- **EXTRACTED TEXT**
########

WASHINGTON: Gordon Sondland, President Donald Trump’s emissary to the European Union, had a message when he met with a top Ukrainian official.
Sondland said vital US military assistance to Ukraine might be freed up if the country’s top prosecutor “would go to the mike and announce that he was opening the Burisma investigation,” a US official told lawmakers. Burisma is the gas company in Ukraine where Democrat Joe Biden’s son Hunter served on the board.
Sondland relayed the exchange moments later to Tim Morrison, then a National Security Council aide. In his private testimony to impeachment investigators made public Saturday, Morrison recounted that Sondland also told him he was discussing the Ukraine matters directly with Trump.
Morrison’s testimony ties Trump more closely to the central charge from Democrats pursuing impeachment: that Trump held up US military aid to Ukraine in exchange for investigations into Democrats and Biden’s family. Morrison’s testimony also contradicts much of what Sondland told congressional investigators during his own closed-door deposition, which the ambassador later amended.

########

- **DATASET EXCERPT**
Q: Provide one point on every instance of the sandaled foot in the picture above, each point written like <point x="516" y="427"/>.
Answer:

########

- **PROBLEMS AND TASKS**
1. Translate this sentence from the news excerpt about Gordon Sondland into Spanish: "Burisma is the gas company in Ukraine where Democrat Joe Biden's son Hunter served on the board."
2. Write the next few sentences of the news excerpt about Gordon Sondland and US military aid to Ukraine, picking up after its final sentence.

- **PER-TASK OUTPUTS**
1. Burisma es la empresa de gas de Ucrania en la que Hunter, el hijo del demócrata Joe Biden, formó parte de la junta directiva.

2.
Both Morrison and Sondland are scheduled to testify publicly next week as part of the historic, high-stakes impeachment proceedings into the nation’s 45th president. Democrats charge that Trump abused his office for personal political gain, while the president and his allies argue that the process is politically motivated and that nothing in the testimony so far meets the bar for impeachment.
Transcripts from the closed-door testimony from Morrison, a longtime Republican defense hawk in Washington, and Jennifer Williams, a special adviser to Vice President Mike Pence on Russia and Europe, were released Saturday as investigators accelerated and deepened the probe. They provided another window into the alarm within the government over Ukraine pressure.
Immediately after the exchange with Sondland during an international gathering in Warsaw, Morrison called his boss, John Bolton, then Trump’s national security adviser.
“Stay out of it,” Bolton told him, “brief the lawyers.”
For Morrison, Burisma was a catch-all for a “bucket” of investigations — of Democrats and the family of Joe Biden — that he wanted to “stay away from.” They had nothing to do with “the proper policy process that I was involved in on Ukraine,” he testified.
Morrison said Sondland and Trump had spoken approximately five times between July 15 and Sept. 11 — the weeks that $391 million in US assistance was withheld from Ukraine before it was released.
While some, including Trump himself, have begun to question Sondland’s knowledge of events, Morrison told House investigators the ambassador “related to me he was acting — he was discussing these matters with the President.”
Pressed by Rep. Adam Schiff, the Democratic chairman of the Intelligence Committee leading the probe, as to whether Sondland had actually spoken to the president, Morrison said he had verified it each time.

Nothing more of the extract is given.